## [Exercise requirements]
Each line of the listing below must be set down exactly.
--- START ---
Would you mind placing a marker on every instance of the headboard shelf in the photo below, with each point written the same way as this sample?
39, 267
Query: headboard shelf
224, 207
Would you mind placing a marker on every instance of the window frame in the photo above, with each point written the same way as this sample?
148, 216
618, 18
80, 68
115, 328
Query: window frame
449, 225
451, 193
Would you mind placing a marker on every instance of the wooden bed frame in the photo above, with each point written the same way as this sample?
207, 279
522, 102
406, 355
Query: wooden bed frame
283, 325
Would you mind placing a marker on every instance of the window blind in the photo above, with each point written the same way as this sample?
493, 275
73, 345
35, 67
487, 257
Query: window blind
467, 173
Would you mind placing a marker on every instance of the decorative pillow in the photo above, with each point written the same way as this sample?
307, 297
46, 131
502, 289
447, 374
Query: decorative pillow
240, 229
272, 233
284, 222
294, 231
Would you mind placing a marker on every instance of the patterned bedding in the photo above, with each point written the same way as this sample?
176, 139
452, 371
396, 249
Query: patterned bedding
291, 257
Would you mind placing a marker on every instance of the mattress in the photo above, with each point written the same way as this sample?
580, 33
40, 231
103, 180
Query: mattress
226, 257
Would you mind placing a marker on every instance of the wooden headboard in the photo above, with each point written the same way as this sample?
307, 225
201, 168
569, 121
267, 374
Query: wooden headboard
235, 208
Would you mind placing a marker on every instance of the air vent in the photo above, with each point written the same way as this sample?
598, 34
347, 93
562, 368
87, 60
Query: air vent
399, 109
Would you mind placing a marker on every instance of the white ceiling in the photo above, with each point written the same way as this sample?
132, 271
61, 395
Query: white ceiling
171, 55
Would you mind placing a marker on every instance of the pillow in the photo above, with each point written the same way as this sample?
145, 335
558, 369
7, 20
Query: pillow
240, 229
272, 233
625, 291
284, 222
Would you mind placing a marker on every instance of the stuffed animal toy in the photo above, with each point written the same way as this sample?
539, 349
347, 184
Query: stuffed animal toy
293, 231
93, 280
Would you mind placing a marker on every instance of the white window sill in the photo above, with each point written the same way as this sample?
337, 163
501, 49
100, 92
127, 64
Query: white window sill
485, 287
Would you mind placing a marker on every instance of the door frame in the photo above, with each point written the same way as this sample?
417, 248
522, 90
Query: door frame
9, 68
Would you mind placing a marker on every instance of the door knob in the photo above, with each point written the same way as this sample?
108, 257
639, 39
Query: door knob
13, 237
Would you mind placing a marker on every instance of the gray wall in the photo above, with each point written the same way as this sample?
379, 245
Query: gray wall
--- END ---
## [Output]
Would you mind placing a marker on every instance of the headboard shelf in the photo below, with each point written the same way as this sample?
39, 267
Query: headboard shelf
224, 207
Would you mind placing a marker on every instance of the window frame in the photo above, with each point written the same way as this sample?
148, 216
618, 18
80, 68
115, 328
Query: window frame
449, 225
451, 193
Would you mind placing a marker on every instance of the wooden bed frame in the photo above, with each point written the same way as this sample?
207, 279
522, 102
406, 355
Query: wooden bed frame
283, 325
Would you mind placing a marker on every instance of the window blind in the photo above, with each point written the same way as this sample?
493, 275
73, 345
35, 67
487, 257
Query: window blind
467, 173
Would you mind placing a marker on every instance of the decorative pillow in the photo above, with each point written the same way as this sample?
307, 297
46, 131
502, 289
447, 374
Query: decorative pillow
240, 229
272, 233
284, 222
294, 231
Would you mind placing a marker on every instance of the patterned bedding in the photo above, with each point written the same way as this sample?
176, 139
452, 371
396, 249
Query: patterned bedding
291, 257
Would you mind placing a marker on every instance of the mattress in the photo above, with each point written the same way as this sample?
580, 33
40, 231
103, 180
Query: mattress
226, 257
Would you mind placing a marker on every instance of the wooden headboard in the photo above, with each point written the same way as this sample?
307, 225
201, 168
569, 121
267, 374
Query: wooden headboard
235, 208
Would you mind placing a marker on every instance of the air vent in the photo above, with each point written the same way as this sample?
598, 34
347, 93
562, 368
87, 60
Query: air vent
399, 109
Would you mind placing a marker on every instance of the white ceiling in the photo above, with each point written the same way as this sample?
132, 271
61, 395
Query: white ceiling
171, 55
Would you mind placing a marker on every instance of the pillow in the photo above, with each point written the same way as this sample?
145, 335
558, 369
7, 20
Query: pillow
240, 229
272, 233
625, 291
284, 222
Would you mind placing a marker on every instance of the stuffed animal toy in the photo above, with each point written the same way as this sample?
539, 349
347, 184
Query: stuffed animal toy
293, 231
93, 280
Would you mind placing a marker on every instance of the white window sill in the photo above, with each point written the same way as this sample?
337, 163
501, 49
100, 92
127, 64
Query: white window sill
485, 287
Would you mind placing a marker on every instance of the door frame in the photo above, with each point written the same way as this sample?
417, 248
522, 90
Query: door frame
9, 68
Would you mind placing a marker on every instance of the door knob in the photo above, with each point written the same way as this sample?
108, 257
639, 39
Query: door knob
13, 237
Would you mind placing a marker on every instance of the gray wall in the photo above, with each point written the same way as this sample?
379, 245
Query: gray wall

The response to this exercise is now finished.